* WHAT TO WORK ON
Reproduce the data below verbatim from the line containing "Target = curved gable roof" through its final line, and produce nothing more.

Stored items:
## Begin
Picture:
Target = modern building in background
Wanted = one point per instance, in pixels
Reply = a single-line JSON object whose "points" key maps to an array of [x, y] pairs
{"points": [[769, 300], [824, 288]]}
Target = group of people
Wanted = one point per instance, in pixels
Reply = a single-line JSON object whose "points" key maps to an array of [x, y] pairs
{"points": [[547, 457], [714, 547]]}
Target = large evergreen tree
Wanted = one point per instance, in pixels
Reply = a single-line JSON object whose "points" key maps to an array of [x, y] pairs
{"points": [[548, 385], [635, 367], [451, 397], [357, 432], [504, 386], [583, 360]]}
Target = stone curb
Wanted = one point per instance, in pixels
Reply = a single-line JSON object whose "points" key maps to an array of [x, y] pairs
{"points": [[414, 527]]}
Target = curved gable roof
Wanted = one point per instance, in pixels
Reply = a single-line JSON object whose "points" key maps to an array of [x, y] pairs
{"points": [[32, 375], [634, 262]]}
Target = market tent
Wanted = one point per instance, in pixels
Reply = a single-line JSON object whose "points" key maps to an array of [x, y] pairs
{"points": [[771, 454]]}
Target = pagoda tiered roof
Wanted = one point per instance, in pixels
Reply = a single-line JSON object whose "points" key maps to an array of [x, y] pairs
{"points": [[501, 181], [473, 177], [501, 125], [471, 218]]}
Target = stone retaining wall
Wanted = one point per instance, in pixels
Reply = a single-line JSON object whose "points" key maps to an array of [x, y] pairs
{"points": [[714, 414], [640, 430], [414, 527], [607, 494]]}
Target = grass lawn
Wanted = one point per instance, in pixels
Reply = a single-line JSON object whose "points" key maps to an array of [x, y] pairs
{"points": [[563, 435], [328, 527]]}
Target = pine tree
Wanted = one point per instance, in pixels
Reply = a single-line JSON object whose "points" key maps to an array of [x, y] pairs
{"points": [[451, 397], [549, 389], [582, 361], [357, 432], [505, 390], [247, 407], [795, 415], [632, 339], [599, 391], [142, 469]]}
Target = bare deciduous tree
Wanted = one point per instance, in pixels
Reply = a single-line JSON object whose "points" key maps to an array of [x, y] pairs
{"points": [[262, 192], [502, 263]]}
## End
* WRITTEN RESPONSE
Target = curved gable roof
Wanted = one point per instance, in pixels
Reply = a single-line JSON object whose "points" key maps to an array of [x, y] pairs
{"points": [[32, 375], [634, 262]]}
Target = market tent
Wanted = one point per instance, in pixels
Reply = a single-line JSON object whose "points" key maps to an array of [x, y] pairs
{"points": [[771, 454]]}
Target = pagoda tiered roof
Wanted = one point per instance, in pixels
Reply = a single-line JSON object whose "points" key maps to an array of [x, y] pairs
{"points": [[501, 181], [473, 177], [501, 125], [471, 218]]}
Target = stone retaining wall
Wanted = one point per instance, in pixels
Reply = a single-line JSON object whose "points" key maps to an array of [x, y] pairs
{"points": [[714, 414], [640, 430], [414, 527], [607, 494]]}
Target = grass lawn
Wanted = one point per instance, in pixels
Reply = a single-line JSON object whose "points" key maps to an array of [x, y] pairs
{"points": [[563, 435], [328, 527]]}
Target = pine tree
Wanted = one point per instance, in pixels
Reply = a single-line JSON object whose "points" key maps to an array of [x, y] pairs
{"points": [[451, 397], [549, 389], [582, 361], [357, 432], [505, 390], [247, 407], [795, 415], [632, 339], [599, 391], [142, 469]]}
Target = bare deciduous tree
Wanted = one point per instance, in pixels
Reply = a single-line JSON object whose "points" key maps to an array of [x, y] pairs
{"points": [[262, 192], [502, 263]]}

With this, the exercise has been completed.